* What is asked *
1) Name each speech recognition model that the Model Studio configuration text says is available for use.
2) Carry on the text about Model Studio voice settings from the point where it stops.

* Passage provided *
--------------------------------

Application configuration-Alibaba Cloud Model Studio(Model Studio)-阿里云帮助中心

Voice AI

Enable or disable speech recognition and speech synthesis, and select the models to use.

Speech recognition

You can use speech recognition (ASR) models from Alibaba Cloud Model Studio, including Fun-ASR Real-time ASR, Qwen3-ASR-Flash-Realtime, Paraformer Real-time ASR, and a lightweight ASR model for multimodal interaction.

Except for Qwen3-ASR-Flash-Realtime, all the listed ASR models support the custom hotword feature.

Number of hotwords: You can create up to 10 hotword libraries, with a maximum of 500 words per library.
Configuration method: You can add words manually or upload a file for batch additions. For file examples, see the instructions on the page.

DBBAEF53-B83E-4505-9BA8-A0674EF3A283

When configuring your application, you can select and add a hotword group from the dropdown menu. The selected hotwords take effect after you publish the application.

If you pass hotwords through the API, the hotwords configured in the console no longer take effect. For more information, see the Manage Hotwords API reference.

--------------------------------

* Entries from a pointing dataset *
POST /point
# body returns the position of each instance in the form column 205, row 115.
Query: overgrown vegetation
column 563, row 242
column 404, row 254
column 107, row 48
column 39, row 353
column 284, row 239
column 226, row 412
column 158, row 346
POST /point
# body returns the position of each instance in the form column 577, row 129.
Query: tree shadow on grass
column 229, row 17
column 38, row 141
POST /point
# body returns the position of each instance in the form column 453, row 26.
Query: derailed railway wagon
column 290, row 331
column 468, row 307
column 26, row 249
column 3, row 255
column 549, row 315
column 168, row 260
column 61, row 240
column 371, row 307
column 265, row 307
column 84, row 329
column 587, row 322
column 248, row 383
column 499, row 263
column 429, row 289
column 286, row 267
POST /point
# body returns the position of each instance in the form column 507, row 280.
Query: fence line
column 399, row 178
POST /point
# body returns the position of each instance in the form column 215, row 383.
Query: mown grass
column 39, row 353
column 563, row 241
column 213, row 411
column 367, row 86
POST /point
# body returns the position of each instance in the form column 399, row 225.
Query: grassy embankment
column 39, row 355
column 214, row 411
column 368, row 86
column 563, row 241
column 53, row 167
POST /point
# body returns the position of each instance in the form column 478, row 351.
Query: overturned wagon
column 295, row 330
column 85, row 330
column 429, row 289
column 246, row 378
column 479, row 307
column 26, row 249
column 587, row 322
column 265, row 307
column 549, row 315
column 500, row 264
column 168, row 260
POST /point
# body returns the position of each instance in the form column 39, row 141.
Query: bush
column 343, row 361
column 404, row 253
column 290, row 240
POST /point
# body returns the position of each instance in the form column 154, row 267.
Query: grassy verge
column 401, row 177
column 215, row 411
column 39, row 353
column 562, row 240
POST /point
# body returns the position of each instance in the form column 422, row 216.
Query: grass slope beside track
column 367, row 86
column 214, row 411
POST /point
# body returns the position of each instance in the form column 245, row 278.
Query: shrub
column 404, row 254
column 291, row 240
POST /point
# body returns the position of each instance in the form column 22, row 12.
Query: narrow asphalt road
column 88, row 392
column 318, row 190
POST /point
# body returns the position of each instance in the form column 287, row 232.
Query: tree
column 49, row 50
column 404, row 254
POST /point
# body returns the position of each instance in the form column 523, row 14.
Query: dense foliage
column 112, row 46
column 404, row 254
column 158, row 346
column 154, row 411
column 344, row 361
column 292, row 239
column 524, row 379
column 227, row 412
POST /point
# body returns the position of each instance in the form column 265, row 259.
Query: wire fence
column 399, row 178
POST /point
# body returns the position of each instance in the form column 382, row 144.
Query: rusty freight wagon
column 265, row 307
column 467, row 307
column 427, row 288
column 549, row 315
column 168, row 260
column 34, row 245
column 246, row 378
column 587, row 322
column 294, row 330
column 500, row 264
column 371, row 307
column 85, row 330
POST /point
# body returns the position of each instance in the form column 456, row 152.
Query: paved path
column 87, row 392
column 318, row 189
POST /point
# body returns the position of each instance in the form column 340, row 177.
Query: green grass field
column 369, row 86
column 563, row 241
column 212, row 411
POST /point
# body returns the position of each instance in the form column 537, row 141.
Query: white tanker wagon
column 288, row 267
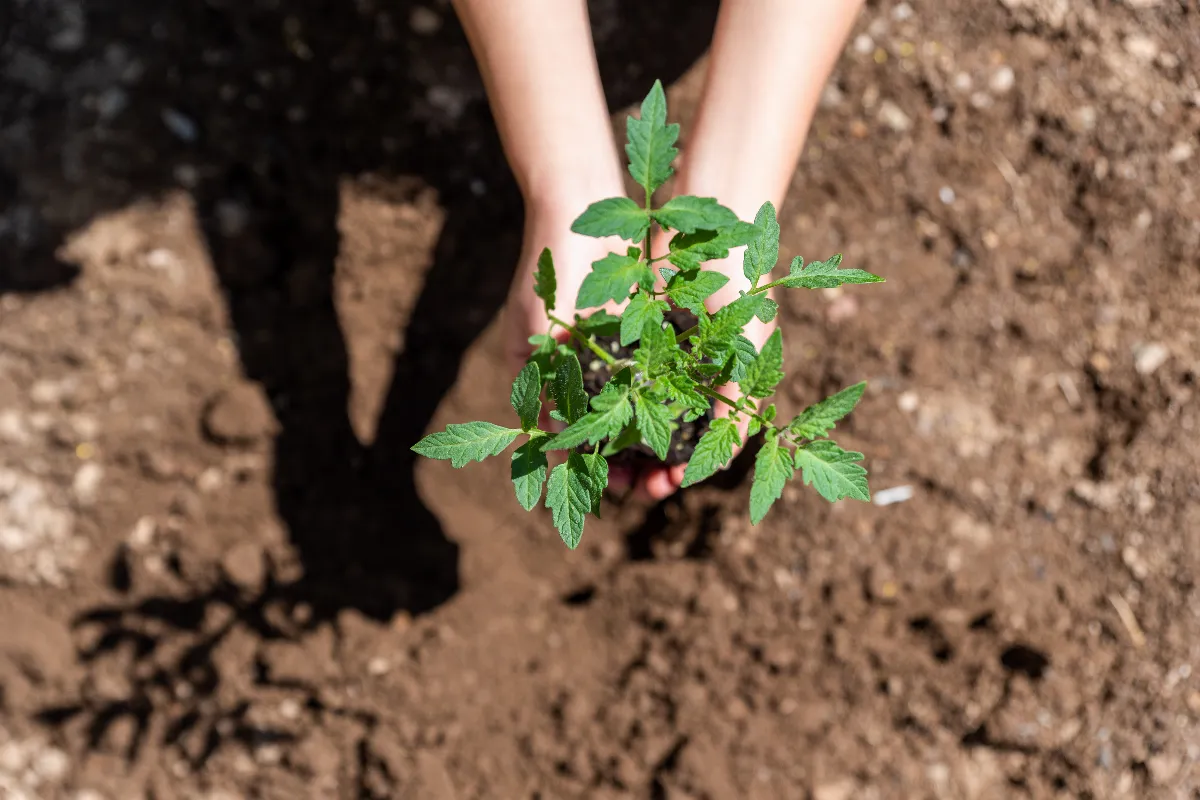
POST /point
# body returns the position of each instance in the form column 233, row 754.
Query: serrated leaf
column 617, row 216
column 651, row 146
column 741, row 356
column 655, row 349
column 598, row 479
column 544, row 354
column 570, row 497
column 544, row 281
column 682, row 390
column 819, row 419
column 601, row 323
column 529, row 467
column 463, row 443
column 718, row 334
column 526, row 396
column 612, row 278
column 772, row 469
column 655, row 423
column 627, row 438
column 611, row 413
column 766, row 371
column 567, row 390
column 641, row 311
column 833, row 471
column 689, row 214
column 693, row 288
column 762, row 253
column 825, row 275
column 767, row 310
column 713, row 450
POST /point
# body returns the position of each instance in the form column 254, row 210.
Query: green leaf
column 825, row 275
column 651, row 146
column 819, row 419
column 601, row 323
column 688, row 214
column 628, row 438
column 598, row 479
column 693, row 288
column 655, row 350
column 689, row 251
column 762, row 253
column 570, row 495
column 767, row 310
column 611, row 413
column 611, row 278
column 655, row 423
column 529, row 471
column 713, row 450
column 544, row 354
column 544, row 281
column 766, row 371
column 718, row 334
column 526, row 396
column 641, row 311
column 466, row 443
column 833, row 471
column 567, row 390
column 742, row 355
column 772, row 469
column 617, row 216
column 682, row 390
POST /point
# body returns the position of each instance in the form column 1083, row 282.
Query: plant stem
column 715, row 395
column 588, row 343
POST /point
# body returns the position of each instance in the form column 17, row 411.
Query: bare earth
column 251, row 251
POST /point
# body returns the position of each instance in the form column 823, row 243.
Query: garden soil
column 251, row 251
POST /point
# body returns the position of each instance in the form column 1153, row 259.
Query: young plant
column 670, row 377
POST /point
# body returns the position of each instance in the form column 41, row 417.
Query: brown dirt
column 251, row 251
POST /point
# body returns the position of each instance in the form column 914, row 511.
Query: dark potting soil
column 597, row 373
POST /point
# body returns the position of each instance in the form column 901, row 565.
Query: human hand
column 658, row 481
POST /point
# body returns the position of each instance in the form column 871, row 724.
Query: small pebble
column 85, row 485
column 1143, row 48
column 893, row 495
column 894, row 116
column 1180, row 152
column 1149, row 358
column 1002, row 79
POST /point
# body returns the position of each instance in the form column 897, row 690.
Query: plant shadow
column 261, row 110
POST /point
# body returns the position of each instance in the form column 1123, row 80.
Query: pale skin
column 767, row 66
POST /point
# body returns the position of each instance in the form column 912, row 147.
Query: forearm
column 767, row 67
column 539, row 68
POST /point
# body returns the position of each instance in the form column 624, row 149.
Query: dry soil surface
column 251, row 251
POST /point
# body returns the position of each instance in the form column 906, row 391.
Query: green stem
column 715, row 395
column 588, row 343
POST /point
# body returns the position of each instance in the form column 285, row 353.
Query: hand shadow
column 262, row 109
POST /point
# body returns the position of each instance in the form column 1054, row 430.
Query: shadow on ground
column 262, row 108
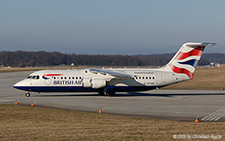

--------------------------------

* Outputs for the tasks *
1)
- Fun-ASR Real-time ASR
- Qwen3-ASR-Flash-Realtime
- Paraformer Real-time ASR
- A lightweight ASR model for multimodal interaction

2)
You can also use the real-time correction feature to intervene in ASR results by uploading a word list through an API. For more information, see the ASR Result Real-time Correction API reference.

Speech synthesis

You can use speech synthesis (TTS) models from Alibaba Cloud Model Studio, including CosyVoice-Real-time TTS, Qwen3-Real-time TTS, and other TTS models. In addition to system voices, the service supports the CosyVoice Voice Cloning/Design API (CosyVoice-v2, CosyVoice-v3-Flash, CosyVoice-v3.5-Plus, CosyVoice-v3.5-Flash), Qwen-TTS Voice Cloning API Reference (Qwen3-TTS-Voice-Cloning), and Voice Design (Qwen) (Qwen3-TTS-Voice-Design) capabilities.

CosyVoice-Real-time TTS: CosyVoice-v3-Flash, CosyVoice-v3-Plus, CosyVoice-v3.5-Plus, CosyVoice-v3.5-Flash, and CosyVoice-v2.
Qwen3-Real-time TTS: Qwen3-TTS-Flash-Realtime, Qwen3-TTS-instruct-Flash-Realtime, Qwen3-TTS-Voice-Design, and Qwen3-TTS-Voice-Cloning.
Other speech synthesis models: Sambert TTS model and a lightweight TTS model for multimodal interaction.

Third-party voice models: You can integrate third-party voice models. For instructions, see Call third-party voice models.

screenshot

For voice applications, enable "TTS Playback Filtering" to prevent the system from reading out parameters by configuring symbol pairs for the TTS to filter.

For example, if the model output is: "Good morning! [smile] It's a beautiful day. Where would you like to go? [wink]"

After configuring [] as a filter pair, the TTS playback text becomes: "Good morning! It's a beautiful day. Where would you like to go?"

Conversation interruption

The service supports three interruption methods: interrupt at any time (full-duplex), click to interrupt (half-duplex), and long press to talk (half-duplex, mobile only).

You can select and test the conversation behavior in the console.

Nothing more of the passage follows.